_Zu lösende Aufgaben_:
1 > Beantworte diese Fragen zum Textauszug:
(a) In welchem Stock liegt die neue Wohnung?
(b) Welches Tier hat die Bewohnerin der unteren Wohnung?
(c) Was sah die Kaufinteressentin bei ihrem kurzen Blick von der Wohnungstür hinein?
2 > Gib aus dem Textauszug den Abschnitt wortgetreu wieder, beginnend bei „In der Wohnung“ und fortlaufend bis einschließlich „eine Katze hat.“.

_Textauszug_:
_ _ _ _ _

Ich bin gerade umgezogen. In eine wunderschöne Wohnung im ersten Stock. Immer öfter bekomme ich einen merkwürdigen Geruch in die Nase. Es riecht nach Müll, obwohl das Müllhäuschen weit weg ist.
In der Wohnung unter mir sind ständig Vorhänge vorgezogen, Jalousien runtergelassen, der Garten wird nicht gemäht (was schon einen bösen Brief an der betreffenden Wohnungstür verursacht hat). Ich habe die Bewohnerin bisher erst einmal gesehen (als ich das erste Mal Sachen in die neue Wohnung gebracht hab) und mich kurz mit ihr unterhalten, da sie auch eine Katze hat.
Von anderen Mietern habe ich erfahren, daß jemand die Wohnung eigentlich kaufen will, sie aber niemanden in die Wohnung läßt und bei einem kurzen Blick von der Wohnungstür hinein die Kaufinteressentin Zeitschriftenstapel gesehen hat.Es brennt nie Licht, man hört nie was und erst recht sieht man nie jemanden auf der Terasse. Sie scheint im Haus keinen guten Stand zu haben. Logisch.

_ _ _ _ _

[Datensatzeinträge]

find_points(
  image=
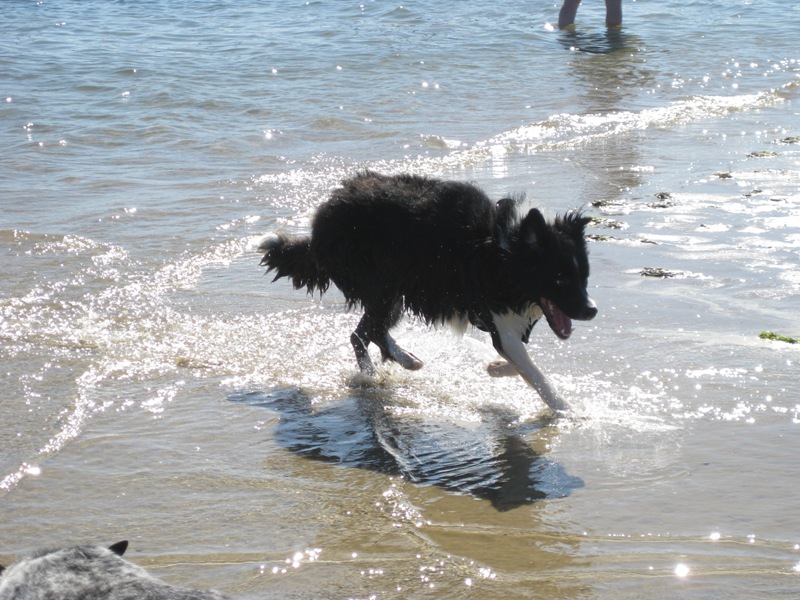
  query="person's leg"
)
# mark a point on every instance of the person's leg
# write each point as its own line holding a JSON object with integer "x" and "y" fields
{"x": 566, "y": 15}
{"x": 613, "y": 13}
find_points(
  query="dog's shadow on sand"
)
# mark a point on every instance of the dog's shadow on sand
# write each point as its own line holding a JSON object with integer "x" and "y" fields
{"x": 490, "y": 459}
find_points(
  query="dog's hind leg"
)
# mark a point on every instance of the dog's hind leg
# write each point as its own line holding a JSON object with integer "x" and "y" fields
{"x": 383, "y": 319}
{"x": 360, "y": 341}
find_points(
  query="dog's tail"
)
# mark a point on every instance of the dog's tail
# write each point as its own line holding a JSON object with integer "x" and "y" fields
{"x": 292, "y": 258}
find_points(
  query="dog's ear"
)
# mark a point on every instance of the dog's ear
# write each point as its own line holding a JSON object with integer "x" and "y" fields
{"x": 119, "y": 548}
{"x": 573, "y": 224}
{"x": 533, "y": 229}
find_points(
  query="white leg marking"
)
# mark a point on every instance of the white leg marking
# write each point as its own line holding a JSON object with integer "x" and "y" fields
{"x": 511, "y": 327}
{"x": 403, "y": 358}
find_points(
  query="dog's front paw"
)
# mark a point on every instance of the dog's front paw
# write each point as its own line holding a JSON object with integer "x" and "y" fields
{"x": 501, "y": 368}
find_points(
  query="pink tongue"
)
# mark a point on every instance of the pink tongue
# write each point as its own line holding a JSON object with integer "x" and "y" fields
{"x": 560, "y": 323}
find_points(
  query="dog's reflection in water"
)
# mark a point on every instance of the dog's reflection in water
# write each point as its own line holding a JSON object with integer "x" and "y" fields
{"x": 490, "y": 460}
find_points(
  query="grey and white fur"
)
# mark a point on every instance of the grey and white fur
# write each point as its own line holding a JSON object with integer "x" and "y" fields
{"x": 88, "y": 573}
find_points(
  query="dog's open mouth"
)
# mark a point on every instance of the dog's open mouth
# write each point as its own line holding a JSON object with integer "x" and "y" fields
{"x": 560, "y": 323}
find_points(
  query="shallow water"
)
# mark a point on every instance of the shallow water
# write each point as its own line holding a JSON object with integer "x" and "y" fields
{"x": 159, "y": 389}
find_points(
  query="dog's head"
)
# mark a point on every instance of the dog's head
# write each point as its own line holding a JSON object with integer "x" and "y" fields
{"x": 558, "y": 263}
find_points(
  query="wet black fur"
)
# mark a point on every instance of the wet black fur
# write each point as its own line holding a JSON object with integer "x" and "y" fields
{"x": 441, "y": 250}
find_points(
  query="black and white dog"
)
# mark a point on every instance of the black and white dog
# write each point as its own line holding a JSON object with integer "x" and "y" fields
{"x": 88, "y": 573}
{"x": 443, "y": 251}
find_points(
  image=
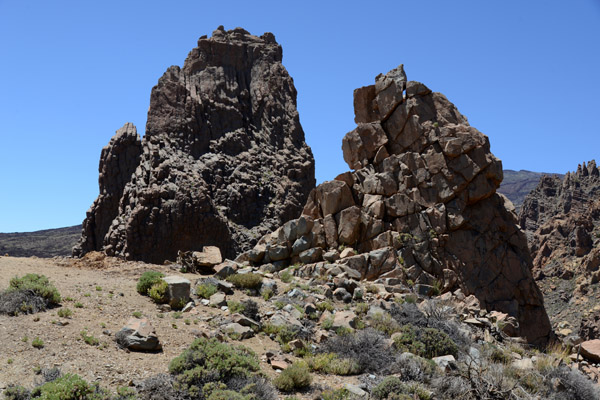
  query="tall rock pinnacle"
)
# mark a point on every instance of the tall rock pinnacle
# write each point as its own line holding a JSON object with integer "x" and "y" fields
{"x": 420, "y": 207}
{"x": 223, "y": 160}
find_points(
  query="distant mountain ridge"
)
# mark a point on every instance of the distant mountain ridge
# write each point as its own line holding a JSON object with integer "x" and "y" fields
{"x": 59, "y": 242}
{"x": 518, "y": 184}
{"x": 44, "y": 243}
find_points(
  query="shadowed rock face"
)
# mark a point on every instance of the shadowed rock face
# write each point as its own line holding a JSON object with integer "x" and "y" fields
{"x": 421, "y": 205}
{"x": 223, "y": 160}
{"x": 561, "y": 218}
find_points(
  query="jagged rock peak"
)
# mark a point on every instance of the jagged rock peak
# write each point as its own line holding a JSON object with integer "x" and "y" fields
{"x": 421, "y": 207}
{"x": 223, "y": 160}
{"x": 559, "y": 217}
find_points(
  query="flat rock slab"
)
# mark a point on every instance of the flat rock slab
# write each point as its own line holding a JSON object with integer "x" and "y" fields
{"x": 208, "y": 257}
{"x": 138, "y": 335}
{"x": 591, "y": 350}
{"x": 178, "y": 293}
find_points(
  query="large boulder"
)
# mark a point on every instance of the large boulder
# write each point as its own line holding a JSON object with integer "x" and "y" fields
{"x": 223, "y": 160}
{"x": 424, "y": 193}
{"x": 138, "y": 335}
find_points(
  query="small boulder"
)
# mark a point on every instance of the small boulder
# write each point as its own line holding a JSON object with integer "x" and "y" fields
{"x": 138, "y": 335}
{"x": 178, "y": 292}
{"x": 344, "y": 319}
{"x": 591, "y": 350}
{"x": 445, "y": 363}
{"x": 238, "y": 331}
{"x": 218, "y": 300}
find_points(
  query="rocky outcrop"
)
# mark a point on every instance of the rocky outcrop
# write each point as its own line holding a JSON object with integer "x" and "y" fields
{"x": 223, "y": 160}
{"x": 561, "y": 218}
{"x": 420, "y": 208}
{"x": 516, "y": 185}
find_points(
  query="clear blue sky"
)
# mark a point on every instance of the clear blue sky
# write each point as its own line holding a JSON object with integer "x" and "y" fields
{"x": 525, "y": 73}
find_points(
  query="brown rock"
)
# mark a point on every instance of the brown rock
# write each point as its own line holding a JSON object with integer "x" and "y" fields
{"x": 591, "y": 350}
{"x": 424, "y": 190}
{"x": 223, "y": 160}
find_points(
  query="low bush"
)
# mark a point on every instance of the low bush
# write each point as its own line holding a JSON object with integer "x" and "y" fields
{"x": 235, "y": 306}
{"x": 295, "y": 377}
{"x": 64, "y": 313}
{"x": 69, "y": 387}
{"x": 392, "y": 388}
{"x": 330, "y": 363}
{"x": 384, "y": 323}
{"x": 210, "y": 361}
{"x": 246, "y": 281}
{"x": 206, "y": 289}
{"x": 366, "y": 349}
{"x": 427, "y": 342}
{"x": 147, "y": 280}
{"x": 37, "y": 343}
{"x": 29, "y": 294}
{"x": 89, "y": 339}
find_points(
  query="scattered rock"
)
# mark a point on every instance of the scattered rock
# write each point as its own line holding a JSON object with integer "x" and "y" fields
{"x": 138, "y": 335}
{"x": 178, "y": 293}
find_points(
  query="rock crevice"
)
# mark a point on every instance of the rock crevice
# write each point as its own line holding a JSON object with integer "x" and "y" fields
{"x": 421, "y": 205}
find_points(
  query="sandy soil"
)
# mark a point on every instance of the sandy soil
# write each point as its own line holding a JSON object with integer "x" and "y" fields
{"x": 106, "y": 289}
{"x": 107, "y": 292}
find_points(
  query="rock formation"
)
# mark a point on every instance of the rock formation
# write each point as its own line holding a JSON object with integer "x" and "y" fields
{"x": 223, "y": 160}
{"x": 516, "y": 185}
{"x": 421, "y": 208}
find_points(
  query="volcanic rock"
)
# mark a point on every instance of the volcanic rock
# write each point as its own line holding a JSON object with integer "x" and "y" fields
{"x": 223, "y": 160}
{"x": 138, "y": 335}
{"x": 422, "y": 205}
{"x": 561, "y": 218}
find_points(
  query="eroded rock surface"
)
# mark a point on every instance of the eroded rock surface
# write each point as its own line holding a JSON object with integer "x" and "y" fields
{"x": 223, "y": 160}
{"x": 421, "y": 206}
{"x": 561, "y": 218}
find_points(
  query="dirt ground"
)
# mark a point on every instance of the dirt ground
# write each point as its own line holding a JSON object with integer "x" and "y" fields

_ _ _ _ _

_Antworten je Aufgabe_:
1 >
(a) Im ersten Stock.
(b) Eine Katze.
(c) Zeitschriftenstapel.

2 >
In der Wohnung unter mir sind ständig Vorhänge vorgezogen, Jalousien runtergelassen, der Garten wird nicht gemäht (was schon einen bösen Brief an der betreffenden Wohnungstür verursacht hat). Ich habe die Bewohnerin bisher erst einmal gesehen (als ich das erste Mal Sachen in die neue Wohnung gebracht hab) und mich kurz mit ihr unterhalten, da sie auch eine Katze hat.